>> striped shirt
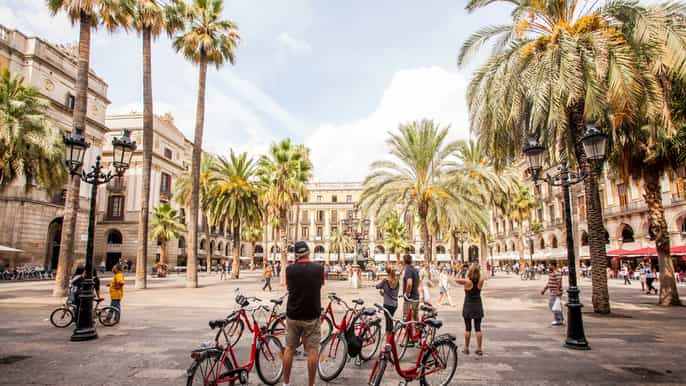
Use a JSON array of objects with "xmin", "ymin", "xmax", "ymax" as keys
[{"xmin": 545, "ymin": 270, "xmax": 562, "ymax": 296}]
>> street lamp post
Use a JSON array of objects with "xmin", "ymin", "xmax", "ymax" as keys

******

演習課題. 上の行をそのまま繰り返しなさい。ただし、画像は解答に含めないこと。

解答例.
>> striped shirt
Use a JSON array of objects with "xmin", "ymin", "xmax", "ymax" as keys
[{"xmin": 545, "ymin": 270, "xmax": 562, "ymax": 296}]
>> street lamp post
Use a JSON array of objects with "xmin", "ymin", "xmax", "ymax" as keys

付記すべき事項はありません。